Exercise prompt
Convert every entry below into a numbered list, one item per line, with blank lines left out.

····················

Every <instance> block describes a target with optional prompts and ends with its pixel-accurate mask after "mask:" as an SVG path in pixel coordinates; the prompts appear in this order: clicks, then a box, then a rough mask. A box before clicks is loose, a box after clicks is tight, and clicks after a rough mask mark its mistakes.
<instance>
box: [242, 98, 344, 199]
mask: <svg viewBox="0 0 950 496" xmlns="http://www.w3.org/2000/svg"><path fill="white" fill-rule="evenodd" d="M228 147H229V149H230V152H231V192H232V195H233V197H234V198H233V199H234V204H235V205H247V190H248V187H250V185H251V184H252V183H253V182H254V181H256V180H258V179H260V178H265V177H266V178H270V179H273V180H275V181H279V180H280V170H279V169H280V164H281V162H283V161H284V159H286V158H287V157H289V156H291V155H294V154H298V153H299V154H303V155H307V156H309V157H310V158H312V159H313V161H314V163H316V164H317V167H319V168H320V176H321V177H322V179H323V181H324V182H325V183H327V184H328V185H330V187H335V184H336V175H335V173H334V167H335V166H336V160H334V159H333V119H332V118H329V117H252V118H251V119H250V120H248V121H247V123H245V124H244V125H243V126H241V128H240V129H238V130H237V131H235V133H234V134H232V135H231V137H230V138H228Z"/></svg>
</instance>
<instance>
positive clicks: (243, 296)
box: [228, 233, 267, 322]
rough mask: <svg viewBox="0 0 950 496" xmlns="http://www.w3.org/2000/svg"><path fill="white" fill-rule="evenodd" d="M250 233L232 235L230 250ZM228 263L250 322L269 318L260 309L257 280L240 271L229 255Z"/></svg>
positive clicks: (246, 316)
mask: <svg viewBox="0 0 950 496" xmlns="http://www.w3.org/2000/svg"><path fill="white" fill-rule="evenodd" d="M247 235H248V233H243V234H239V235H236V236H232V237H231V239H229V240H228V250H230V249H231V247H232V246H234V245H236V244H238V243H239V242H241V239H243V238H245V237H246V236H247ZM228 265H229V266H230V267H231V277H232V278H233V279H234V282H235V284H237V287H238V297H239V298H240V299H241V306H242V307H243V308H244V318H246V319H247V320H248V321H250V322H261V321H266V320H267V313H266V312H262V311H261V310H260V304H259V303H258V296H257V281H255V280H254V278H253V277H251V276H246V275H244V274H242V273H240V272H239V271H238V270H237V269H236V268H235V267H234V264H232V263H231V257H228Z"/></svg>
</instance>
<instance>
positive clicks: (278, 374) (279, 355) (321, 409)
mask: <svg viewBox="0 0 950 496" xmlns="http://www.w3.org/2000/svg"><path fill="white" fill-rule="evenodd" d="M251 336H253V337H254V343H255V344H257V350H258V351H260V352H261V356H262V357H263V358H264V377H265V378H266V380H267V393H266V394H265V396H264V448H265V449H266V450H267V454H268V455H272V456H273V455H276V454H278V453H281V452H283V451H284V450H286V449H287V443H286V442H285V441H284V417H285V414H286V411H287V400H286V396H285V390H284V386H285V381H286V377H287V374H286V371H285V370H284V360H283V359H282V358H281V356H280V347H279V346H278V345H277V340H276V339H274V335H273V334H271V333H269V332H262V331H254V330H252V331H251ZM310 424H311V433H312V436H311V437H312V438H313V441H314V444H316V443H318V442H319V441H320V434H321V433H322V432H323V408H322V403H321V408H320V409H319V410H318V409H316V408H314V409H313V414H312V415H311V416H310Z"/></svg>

····················

Result
1. Every <instance> block describes a target with optional prompts and ends with its pixel-accurate mask after "mask:" as an SVG path in pixel coordinates; the prompts appear in this order: clicks, then a box, then a rough mask. A box before clicks is loose, a box after clicks is tight, and clicks after a rough mask mark its mistakes.
2. <instance>
3. box: [242, 98, 344, 199]
4. mask: <svg viewBox="0 0 950 496" xmlns="http://www.w3.org/2000/svg"><path fill="white" fill-rule="evenodd" d="M228 147H229V149H230V152H231V192H232V195H233V197H234V198H233V199H234V204H235V205H247V190H248V187H250V185H251V184H252V183H253V182H254V181H256V180H258V179H260V178H265V177H266V178H270V179H273V180H275V181H279V180H280V170H279V169H280V164H281V162H283V161H284V159H286V158H287V157H289V156H291V155H294V154H298V153H299V154H303V155H307V156H309V157H310V158H312V159H313V161H314V163H316V164H317V167H319V168H320V176H321V177H322V179H323V181H324V182H325V183H327V184H328V185H330V187H335V184H336V175H335V173H334V167H335V166H336V160H334V159H333V119H332V118H329V117H252V118H251V119H250V120H248V121H247V123H245V124H244V125H243V126H241V128H240V129H238V130H237V131H235V133H234V134H232V135H231V137H230V138H228Z"/></svg>
5. </instance>
6. <instance>
7. positive clicks: (243, 296)
8. box: [228, 233, 267, 322]
9. rough mask: <svg viewBox="0 0 950 496" xmlns="http://www.w3.org/2000/svg"><path fill="white" fill-rule="evenodd" d="M250 233L232 235L230 250ZM228 263L250 322L269 318L260 309L257 280L240 271L229 255Z"/></svg>
10. positive clicks: (246, 316)
11. mask: <svg viewBox="0 0 950 496" xmlns="http://www.w3.org/2000/svg"><path fill="white" fill-rule="evenodd" d="M247 235H248V233H243V234H239V235H236V236H232V237H231V239H229V240H228V250H230V249H231V247H232V246H234V245H236V244H238V243H239V242H241V239H243V238H245V237H246V236H247ZM228 265H229V266H230V267H231V277H232V278H233V279H234V282H235V284H237V287H238V297H239V298H240V299H241V306H242V307H243V308H244V318H246V319H247V320H248V321H250V322H261V321H266V320H267V313H266V312H262V311H261V310H260V304H259V303H258V296H257V281H255V280H254V278H253V277H251V276H246V275H244V274H242V273H240V272H239V271H238V270H237V269H236V268H235V267H234V264H232V263H231V257H228Z"/></svg>
12. </instance>
13. <instance>
14. positive clicks: (278, 374) (279, 355) (321, 409)
15. mask: <svg viewBox="0 0 950 496" xmlns="http://www.w3.org/2000/svg"><path fill="white" fill-rule="evenodd" d="M251 336H253V337H254V343H255V344H257V350H258V351H260V352H261V356H262V357H263V358H264V377H265V378H266V380H267V393H266V394H265V396H264V448H265V449H266V450H267V454H268V455H272V456H273V455H276V454H278V453H281V452H283V451H284V450H286V449H287V443H286V442H285V441H284V417H285V414H286V411H287V400H286V396H285V390H284V386H285V381H286V377H287V374H286V371H285V370H284V360H283V359H282V358H281V356H280V347H279V346H278V345H277V340H276V339H274V335H273V334H271V333H269V332H262V331H254V330H252V331H251ZM310 424H311V433H312V436H311V437H312V438H313V441H314V444H316V443H318V442H319V441H320V434H321V433H322V432H323V408H322V403H321V408H320V409H319V410H318V409H316V408H314V409H313V414H312V415H311V416H310Z"/></svg>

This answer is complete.